== What is asked ==
Reproduce all of the material below word for word, keeping every line unchanged.

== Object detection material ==
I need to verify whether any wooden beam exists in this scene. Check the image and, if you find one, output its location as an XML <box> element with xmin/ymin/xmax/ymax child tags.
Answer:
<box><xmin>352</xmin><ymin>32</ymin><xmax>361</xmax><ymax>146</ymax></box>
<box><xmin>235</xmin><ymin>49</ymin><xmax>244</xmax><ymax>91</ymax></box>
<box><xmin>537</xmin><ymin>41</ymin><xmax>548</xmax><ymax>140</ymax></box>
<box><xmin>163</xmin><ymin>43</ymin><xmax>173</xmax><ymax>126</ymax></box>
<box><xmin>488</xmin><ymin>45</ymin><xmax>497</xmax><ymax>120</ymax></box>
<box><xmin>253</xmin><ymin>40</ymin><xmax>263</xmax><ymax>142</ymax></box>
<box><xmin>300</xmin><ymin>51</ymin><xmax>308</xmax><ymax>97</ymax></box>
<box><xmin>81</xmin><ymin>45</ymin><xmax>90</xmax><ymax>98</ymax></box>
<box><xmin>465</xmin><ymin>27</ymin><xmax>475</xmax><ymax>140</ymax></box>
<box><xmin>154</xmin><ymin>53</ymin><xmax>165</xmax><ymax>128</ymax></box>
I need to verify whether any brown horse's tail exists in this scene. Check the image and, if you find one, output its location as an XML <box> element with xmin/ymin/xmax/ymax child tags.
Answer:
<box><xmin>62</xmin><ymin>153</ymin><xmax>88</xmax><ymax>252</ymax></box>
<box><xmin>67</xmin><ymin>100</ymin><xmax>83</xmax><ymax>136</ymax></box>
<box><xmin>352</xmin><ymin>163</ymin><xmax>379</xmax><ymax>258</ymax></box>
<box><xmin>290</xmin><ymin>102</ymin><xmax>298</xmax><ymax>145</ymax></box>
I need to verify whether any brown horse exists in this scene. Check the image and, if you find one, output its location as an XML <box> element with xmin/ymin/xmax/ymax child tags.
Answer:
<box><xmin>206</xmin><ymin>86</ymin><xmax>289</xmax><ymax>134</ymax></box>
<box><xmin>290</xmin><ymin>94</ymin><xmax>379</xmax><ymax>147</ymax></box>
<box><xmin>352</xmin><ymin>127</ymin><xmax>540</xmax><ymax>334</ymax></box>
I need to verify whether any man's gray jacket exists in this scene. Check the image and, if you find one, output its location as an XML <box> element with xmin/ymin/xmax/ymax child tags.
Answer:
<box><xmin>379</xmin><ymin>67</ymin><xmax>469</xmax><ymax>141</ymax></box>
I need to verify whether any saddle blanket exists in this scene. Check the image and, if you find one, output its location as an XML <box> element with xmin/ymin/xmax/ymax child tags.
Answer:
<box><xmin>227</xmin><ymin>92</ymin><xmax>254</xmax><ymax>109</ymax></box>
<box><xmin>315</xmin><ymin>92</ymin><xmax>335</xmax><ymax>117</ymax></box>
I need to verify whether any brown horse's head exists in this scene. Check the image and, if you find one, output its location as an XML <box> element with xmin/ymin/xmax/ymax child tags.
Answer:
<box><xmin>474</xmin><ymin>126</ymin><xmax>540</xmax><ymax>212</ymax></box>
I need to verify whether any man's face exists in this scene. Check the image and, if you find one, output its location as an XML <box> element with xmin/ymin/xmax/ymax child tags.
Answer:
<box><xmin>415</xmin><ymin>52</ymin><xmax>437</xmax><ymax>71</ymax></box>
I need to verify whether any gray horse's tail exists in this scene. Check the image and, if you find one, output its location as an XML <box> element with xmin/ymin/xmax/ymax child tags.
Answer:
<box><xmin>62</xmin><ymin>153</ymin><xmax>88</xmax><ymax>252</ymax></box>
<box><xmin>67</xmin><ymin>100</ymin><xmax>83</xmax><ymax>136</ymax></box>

== Response ==
I need to verify whether any wooden beam exists in this scene. Check the image and, if you find one, output its location as an XML <box> element with xmin/ymin/xmax/ymax child tags.
Answer:
<box><xmin>352</xmin><ymin>32</ymin><xmax>361</xmax><ymax>146</ymax></box>
<box><xmin>235</xmin><ymin>49</ymin><xmax>244</xmax><ymax>91</ymax></box>
<box><xmin>537</xmin><ymin>41</ymin><xmax>548</xmax><ymax>140</ymax></box>
<box><xmin>163</xmin><ymin>43</ymin><xmax>173</xmax><ymax>126</ymax></box>
<box><xmin>488</xmin><ymin>45</ymin><xmax>497</xmax><ymax>120</ymax></box>
<box><xmin>253</xmin><ymin>40</ymin><xmax>263</xmax><ymax>142</ymax></box>
<box><xmin>300</xmin><ymin>51</ymin><xmax>308</xmax><ymax>97</ymax></box>
<box><xmin>81</xmin><ymin>45</ymin><xmax>90</xmax><ymax>98</ymax></box>
<box><xmin>465</xmin><ymin>27</ymin><xmax>475</xmax><ymax>140</ymax></box>
<box><xmin>154</xmin><ymin>53</ymin><xmax>165</xmax><ymax>128</ymax></box>
I need to verify whether any brown horse's tail exists in this scene. Check the image and, if you find one, output its location as an XML <box> element with xmin/ymin/xmax/ymax child tags.
Answer:
<box><xmin>62</xmin><ymin>153</ymin><xmax>88</xmax><ymax>252</ymax></box>
<box><xmin>67</xmin><ymin>100</ymin><xmax>83</xmax><ymax>136</ymax></box>
<box><xmin>352</xmin><ymin>163</ymin><xmax>379</xmax><ymax>258</ymax></box>
<box><xmin>290</xmin><ymin>102</ymin><xmax>298</xmax><ymax>145</ymax></box>
I need to verify whether any brown horse exists in this scene. Check the image and, if you find one, output its location as an XML <box> element with xmin/ymin/xmax/ymax child tags.
Answer:
<box><xmin>206</xmin><ymin>86</ymin><xmax>289</xmax><ymax>134</ymax></box>
<box><xmin>290</xmin><ymin>94</ymin><xmax>379</xmax><ymax>147</ymax></box>
<box><xmin>352</xmin><ymin>127</ymin><xmax>540</xmax><ymax>334</ymax></box>
I need to verify whether any man's gray jacket exists in this scene. Check the image and, if you find one, output its location as an XML <box> element with xmin/ymin/xmax/ymax child tags.
Answer:
<box><xmin>379</xmin><ymin>67</ymin><xmax>469</xmax><ymax>141</ymax></box>
I need to verify whether any saddle blanket exists in this scene. Check the image and, if you find one, output its location as an XML <box> element with xmin/ymin/xmax/ymax child tags.
Answer:
<box><xmin>227</xmin><ymin>92</ymin><xmax>254</xmax><ymax>109</ymax></box>
<box><xmin>315</xmin><ymin>92</ymin><xmax>335</xmax><ymax>117</ymax></box>
I need to verify whether any brown horse's head exists in this scene. Check the image and, if you find one, output its location as an XML <box> element with xmin/ymin/xmax/ymax child tags.
Answer:
<box><xmin>474</xmin><ymin>126</ymin><xmax>540</xmax><ymax>212</ymax></box>
I need to verify whether any man's face exists in this scene. Check the image and, if you find one, output its location as an XML <box> element with xmin/ymin/xmax/ymax child tags.
Answer:
<box><xmin>415</xmin><ymin>52</ymin><xmax>437</xmax><ymax>71</ymax></box>
I need to verify whether any gray horse's tail exists in this scene. Check the image and, if you find one, output its location as an XML <box> element with xmin/ymin/xmax/ymax child tags.
Answer:
<box><xmin>62</xmin><ymin>153</ymin><xmax>88</xmax><ymax>252</ymax></box>
<box><xmin>67</xmin><ymin>100</ymin><xmax>83</xmax><ymax>136</ymax></box>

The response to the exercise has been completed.